:: Written problem 1 ::
List every answer option offered in the sonometer problem below, giving each option's letter and ratio.

:: Excerpt ::
Question

A sonometer wire of length \(l_1\) is in resonance with a frequency 250 Hz. If the length of wire is increased to \(l_2\), then 2 beats per second are heard. The ratio of lengths \( \dfrac{l_1}{l_2} \) of wire will be

• A. \(1:2\)
• B. \(124:125\)
• C. \(2:1\)
• D. \(1:250\)

Hint:

In sonometer problems, frequency varies inversely with length of the wire.

Answer 1

The Correct Option is B

Step 1: Relation between frequency and length.
For a stretched string under constant tension,
\[ f \propto \frac{1}{l} \]
Step 2: Frequencies involved.
Initial frequency \(f_1 = 250\,\text{Hz}\). After increasing length, frequency becomes
\[ f_2 = 250 \pm 2 \]
Since length is increased, frequency decreases:
\[ f_2 = 248\,\text{Hz} \]
Step 3: Taking ratio of lengths.
\[ \frac{l_1}{l_2} = \frac{f_2}{f_1} = \frac{248}{250} \]
Step 4: Simplifying.
\[ \frac{l_1}{l_2} = \frac{124}{125} \]
Step 5: Conclusion.
The required ratio is \(124:125\).

Point annotation records:
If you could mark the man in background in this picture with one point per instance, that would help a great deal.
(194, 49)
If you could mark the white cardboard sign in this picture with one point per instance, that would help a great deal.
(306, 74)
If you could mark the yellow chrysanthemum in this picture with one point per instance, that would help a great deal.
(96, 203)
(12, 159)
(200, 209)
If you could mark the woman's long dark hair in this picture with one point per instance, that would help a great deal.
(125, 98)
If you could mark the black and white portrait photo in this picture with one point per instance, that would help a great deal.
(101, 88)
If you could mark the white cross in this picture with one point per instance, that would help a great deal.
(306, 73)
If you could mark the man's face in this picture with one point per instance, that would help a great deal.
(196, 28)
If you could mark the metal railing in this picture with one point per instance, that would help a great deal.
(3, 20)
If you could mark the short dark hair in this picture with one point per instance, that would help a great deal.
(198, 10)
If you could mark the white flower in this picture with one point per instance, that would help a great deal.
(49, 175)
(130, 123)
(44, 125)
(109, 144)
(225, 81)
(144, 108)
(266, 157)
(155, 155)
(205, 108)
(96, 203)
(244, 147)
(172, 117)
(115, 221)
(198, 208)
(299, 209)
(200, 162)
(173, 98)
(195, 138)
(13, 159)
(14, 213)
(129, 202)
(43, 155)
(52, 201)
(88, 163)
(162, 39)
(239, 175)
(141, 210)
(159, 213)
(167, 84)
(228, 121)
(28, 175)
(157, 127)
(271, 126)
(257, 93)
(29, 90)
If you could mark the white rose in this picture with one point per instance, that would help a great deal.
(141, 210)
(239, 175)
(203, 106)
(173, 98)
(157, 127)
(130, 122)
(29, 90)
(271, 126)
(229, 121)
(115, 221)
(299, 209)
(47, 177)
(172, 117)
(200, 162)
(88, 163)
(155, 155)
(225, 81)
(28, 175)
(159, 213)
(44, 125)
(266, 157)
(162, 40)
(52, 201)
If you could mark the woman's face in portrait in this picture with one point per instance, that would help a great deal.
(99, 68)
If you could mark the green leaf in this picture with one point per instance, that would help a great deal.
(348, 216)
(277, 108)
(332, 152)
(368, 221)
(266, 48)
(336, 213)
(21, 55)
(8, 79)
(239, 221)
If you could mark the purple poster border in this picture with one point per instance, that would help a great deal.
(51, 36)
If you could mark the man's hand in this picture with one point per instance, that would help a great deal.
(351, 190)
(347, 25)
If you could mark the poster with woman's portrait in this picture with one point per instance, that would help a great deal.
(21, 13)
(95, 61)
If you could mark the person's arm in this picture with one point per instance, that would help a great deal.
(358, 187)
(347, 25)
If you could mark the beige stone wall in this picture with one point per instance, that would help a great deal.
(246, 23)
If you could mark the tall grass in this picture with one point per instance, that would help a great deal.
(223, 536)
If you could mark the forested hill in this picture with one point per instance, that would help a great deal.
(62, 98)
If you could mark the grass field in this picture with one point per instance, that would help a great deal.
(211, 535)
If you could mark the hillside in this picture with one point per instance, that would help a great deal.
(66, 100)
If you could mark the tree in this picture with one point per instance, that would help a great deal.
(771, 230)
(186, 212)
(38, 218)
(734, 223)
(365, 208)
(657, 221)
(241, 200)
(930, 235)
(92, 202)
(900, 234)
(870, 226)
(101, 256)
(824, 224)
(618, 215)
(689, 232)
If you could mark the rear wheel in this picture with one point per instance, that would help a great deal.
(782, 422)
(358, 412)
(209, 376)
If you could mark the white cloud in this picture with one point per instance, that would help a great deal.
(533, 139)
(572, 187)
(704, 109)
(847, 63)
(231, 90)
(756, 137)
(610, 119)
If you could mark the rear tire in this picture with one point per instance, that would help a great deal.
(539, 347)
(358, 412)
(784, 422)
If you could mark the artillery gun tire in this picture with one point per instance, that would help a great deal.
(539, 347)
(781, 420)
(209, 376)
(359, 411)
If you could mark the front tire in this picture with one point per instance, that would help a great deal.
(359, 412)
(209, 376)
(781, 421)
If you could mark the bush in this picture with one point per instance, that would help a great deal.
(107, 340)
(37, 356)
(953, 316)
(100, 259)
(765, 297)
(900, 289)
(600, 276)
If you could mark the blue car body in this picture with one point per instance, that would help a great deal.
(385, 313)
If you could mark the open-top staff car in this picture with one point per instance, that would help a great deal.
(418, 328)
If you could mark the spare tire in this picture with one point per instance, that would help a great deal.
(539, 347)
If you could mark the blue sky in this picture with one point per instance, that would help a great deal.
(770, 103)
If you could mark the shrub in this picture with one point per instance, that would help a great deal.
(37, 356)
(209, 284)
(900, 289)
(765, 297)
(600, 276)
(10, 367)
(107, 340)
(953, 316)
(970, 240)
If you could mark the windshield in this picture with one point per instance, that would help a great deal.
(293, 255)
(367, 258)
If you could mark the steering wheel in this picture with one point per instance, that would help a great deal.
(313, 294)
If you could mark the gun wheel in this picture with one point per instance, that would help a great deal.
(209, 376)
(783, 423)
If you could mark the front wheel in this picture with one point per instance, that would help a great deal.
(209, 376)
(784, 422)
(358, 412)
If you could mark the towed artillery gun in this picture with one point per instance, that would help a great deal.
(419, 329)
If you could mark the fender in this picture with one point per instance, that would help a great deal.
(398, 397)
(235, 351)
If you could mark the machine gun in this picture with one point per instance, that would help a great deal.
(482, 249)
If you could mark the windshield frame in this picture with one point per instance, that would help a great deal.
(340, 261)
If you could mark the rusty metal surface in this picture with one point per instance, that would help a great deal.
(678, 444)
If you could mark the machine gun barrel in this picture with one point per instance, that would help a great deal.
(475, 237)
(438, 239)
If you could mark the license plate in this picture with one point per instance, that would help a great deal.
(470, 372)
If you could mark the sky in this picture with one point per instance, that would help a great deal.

:: Written problem 2 ::
Express the records as a Markdown table with the columns Number and Record line, one row per line. Start with the line containing "If you could mark the rusty" and continue through the last line of the records.

:: Final result 1 ::
A. 1:2
B. 124:125
C. 2:1
D. 1:250

:: Final result 2 ::
| Number | Record line |
|---|---|
| 1 | If you could mark the rusty metal surface in this picture with one point per instance, that would help a great deal. |
| 2 | (678, 444) |
| 3 | If you could mark the machine gun barrel in this picture with one point per instance, that would help a great deal. |
| 4 | (475, 237) |
| 5 | (438, 239) |
| 6 | If you could mark the license plate in this picture with one point per instance, that would help a great deal. |
| 7 | (470, 372) |
| 8 | If you could mark the sky in this picture with one point per instance, that would help a great deal. |